- EXERCISE
Drop every picture, then repeat the records exactly.

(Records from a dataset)
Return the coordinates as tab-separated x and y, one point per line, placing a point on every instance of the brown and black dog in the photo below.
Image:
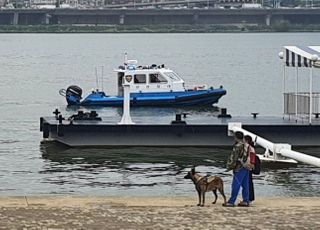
206	184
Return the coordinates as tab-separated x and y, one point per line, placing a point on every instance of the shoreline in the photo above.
71	212
146	201
195	28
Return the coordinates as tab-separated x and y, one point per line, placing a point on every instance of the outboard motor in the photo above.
72	94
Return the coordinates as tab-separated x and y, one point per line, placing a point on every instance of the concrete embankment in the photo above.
64	212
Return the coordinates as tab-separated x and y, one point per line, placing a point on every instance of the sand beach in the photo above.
75	212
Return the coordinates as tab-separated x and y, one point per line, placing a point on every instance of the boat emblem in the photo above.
128	78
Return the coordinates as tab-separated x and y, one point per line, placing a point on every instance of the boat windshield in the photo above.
173	76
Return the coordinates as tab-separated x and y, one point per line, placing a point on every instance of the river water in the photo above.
35	66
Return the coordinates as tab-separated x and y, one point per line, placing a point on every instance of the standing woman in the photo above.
251	162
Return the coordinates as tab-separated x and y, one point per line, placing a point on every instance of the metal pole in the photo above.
296	97
126	118
97	80
310	95
284	87
102	72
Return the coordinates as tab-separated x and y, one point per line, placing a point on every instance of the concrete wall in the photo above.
157	16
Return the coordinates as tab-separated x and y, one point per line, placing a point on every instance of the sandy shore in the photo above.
69	212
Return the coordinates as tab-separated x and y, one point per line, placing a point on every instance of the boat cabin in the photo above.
147	79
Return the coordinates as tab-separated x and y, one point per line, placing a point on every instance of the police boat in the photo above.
153	85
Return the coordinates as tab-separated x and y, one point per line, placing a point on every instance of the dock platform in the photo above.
195	130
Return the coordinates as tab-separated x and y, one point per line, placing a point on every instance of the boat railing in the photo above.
299	103
197	87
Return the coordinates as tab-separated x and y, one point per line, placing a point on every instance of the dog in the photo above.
206	184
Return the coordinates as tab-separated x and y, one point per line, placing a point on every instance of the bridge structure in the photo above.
215	16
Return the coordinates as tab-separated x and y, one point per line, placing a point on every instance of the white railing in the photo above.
301	101
279	150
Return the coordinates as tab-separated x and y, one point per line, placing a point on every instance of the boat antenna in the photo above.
102	72
125	59
97	79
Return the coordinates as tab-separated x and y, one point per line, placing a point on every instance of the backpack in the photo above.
257	166
248	154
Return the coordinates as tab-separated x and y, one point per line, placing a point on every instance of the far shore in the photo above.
183	28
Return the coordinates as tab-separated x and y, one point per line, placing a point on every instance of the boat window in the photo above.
140	79
120	78
157	78
173	76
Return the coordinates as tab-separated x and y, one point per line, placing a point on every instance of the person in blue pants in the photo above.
240	173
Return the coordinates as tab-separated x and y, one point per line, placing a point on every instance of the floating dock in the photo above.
190	131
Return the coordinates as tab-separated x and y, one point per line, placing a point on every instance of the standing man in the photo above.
240	173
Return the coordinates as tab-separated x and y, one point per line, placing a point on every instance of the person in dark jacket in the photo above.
240	173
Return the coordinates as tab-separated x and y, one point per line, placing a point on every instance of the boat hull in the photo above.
185	98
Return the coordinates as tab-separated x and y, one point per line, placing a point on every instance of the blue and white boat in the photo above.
150	86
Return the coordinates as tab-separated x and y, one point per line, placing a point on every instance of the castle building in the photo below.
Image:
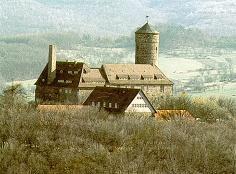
120	100
72	82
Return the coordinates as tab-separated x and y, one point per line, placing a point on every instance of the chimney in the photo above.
52	58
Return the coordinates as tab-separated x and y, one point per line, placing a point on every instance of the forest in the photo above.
93	141
23	56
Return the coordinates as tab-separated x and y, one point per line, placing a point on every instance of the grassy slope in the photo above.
95	142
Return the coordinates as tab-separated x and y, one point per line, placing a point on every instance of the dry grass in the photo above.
89	141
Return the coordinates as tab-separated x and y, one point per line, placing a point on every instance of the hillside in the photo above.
113	18
92	141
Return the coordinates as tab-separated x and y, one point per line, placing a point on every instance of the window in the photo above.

- SOLUTION
Return the coordinates as tab-separated x and y, one point per line, placing a point on every instance of the brown and black dog in the photo below.
Image:
206	184
Return the coordinates as tab-separated x and y, one point per line, placing a point on every instance of the shoreline in the photo above.
71	212
146	201
195	28
Return the coordinates as tab-separated x and y, one point per line, placing a point on every instance of the outboard motor in the photo above.
72	94
Return the coordinates as tab-separated x and y, one point per line, placing a point on every instance of the concrete embankment in the photo above.
64	212
Return the coordinates as tab-separated x and y, one point per line, placing a point on every instance of the sand beach in the photo above.
75	212
Return the coordinates as tab-separated x and y, one point per line, placing a point on every instance of the boat emblem in the photo above.
128	78
Return the coordinates as tab-separated x and y, one point per line, placing a point on every instance of the boat windshield in the photo above.
173	76
Return the coordinates as tab-separated x and y, one point per line, placing a point on every instance of the river water in the photo above.
35	66
Return the coordinates as tab-separated x and y, one point per line, placing a point on every instance of the standing woman in the photo above.
251	162
Return the coordinates as tab-separated x and y, one point per line, placing a point on every instance of the metal pole in the photo above.
296	97
126	118
97	80
310	95
284	87
102	72
Return the coordinates as tab-separated x and y, one point per line, placing a point on every instance of the concrete wall in the photo above.
157	16
Return the coordinates as tab-separated x and y, one point per line, placing a point on every instance of the sandy shore in the photo above.
69	212
Return the coordinates as tab-separated x and y, one point per line, placing a point on every instance of the boat cabin in the photo above.
147	79
Return the coordinates as tab-separated x and y, one point per line, placing a point on every instance of the police boat in the photo above.
153	85
Return the coordinates as tab-separated x and y, one point per line, placing a point on every instance of the dock platform in the photo above.
195	130
Return the coordinates as tab-separated x and y, one point per line, placing a point on every instance of the boat railing in the photo above.
299	103
197	87
Return the coordinates as tab-separated x and y, one point per line, placing a point on every instance of the dog in the photo above.
206	184
Return the coordinates as tab-separated x and y, one point per line, placing a point on every instance of the bridge structure in the photo above.
215	16
Return the coordinates as tab-separated x and y, one point per line, placing a point on every instance of the white railing in the photo above.
301	101
279	150
Return the coordinates as tab-separated x and y, one point per line, placing a point on every instance of the boat antenna in the photo above.
102	72
125	59
97	79
Return the coordinates as tab-separated x and y, one point per line, placing a point on every instance of the backpack in the photo above.
257	166
248	154
Return the coordinates as tab-separated x and y, one point per line, placing a point on every instance of the far shore in the photo above.
183	28
Return the coordinates as tab-separated x and y, one point per line, placing a point on every instance of the boat window in the photo above.
140	79
120	78
157	78
173	76
Return the coordinates as tab-separated x and y, one point per line, placing a point on every instance of the person in blue pants in the photo above.
240	173
Return the coordinates as tab-separated x and y, one point per line, placing a point on every instance of the floating dock in the photo above.
190	131
Return the coordinates as tab-separated x and y, one point per line, placing a point on every instance of the standing man in the photo above.
240	173
Return the coordinates as tab-separated x and y, one point per line, placing a point on every instance of the person in dark jacket in the photo above.
240	173
Return the coordinates as tab-separated x and y, one point per line, placing a point on every instance of the boat hull in the photo above.
185	98
Return the coordinates as tab-separated x and y, one point per line, placing a point on every instance of the blue and white boat in the photo above.
150	86
Return the coordinates as tab-separated x and y, one point per line, placing a point on every instance of the castle building in the photo below.
Image:
120	100
72	82
Return the coordinates as tab-separated x and y, one point per line, placing a point on every instance of the chimney in the photo above.
52	58
Return the coordinates as tab-separated x and y, one point per line, placing a point on every instance of the forest in the photo above.
93	141
23	56
Return the coordinates as tab-separated x and y, one point per line, placing a point on every instance of the grassy slope in the photo above.
95	142
Return the coordinates as tab-separated x and y, one point per line, placing a point on every instance of the dry grass in the photo above.
89	141
Return the coordinates as tab-separated x and y, one point per line, placing a point on every instance of the hillside in the photo above.
113	18
92	141
Return the coordinates as tab-separated x and y, one point per line, placing a point on every instance of the window in the photo above.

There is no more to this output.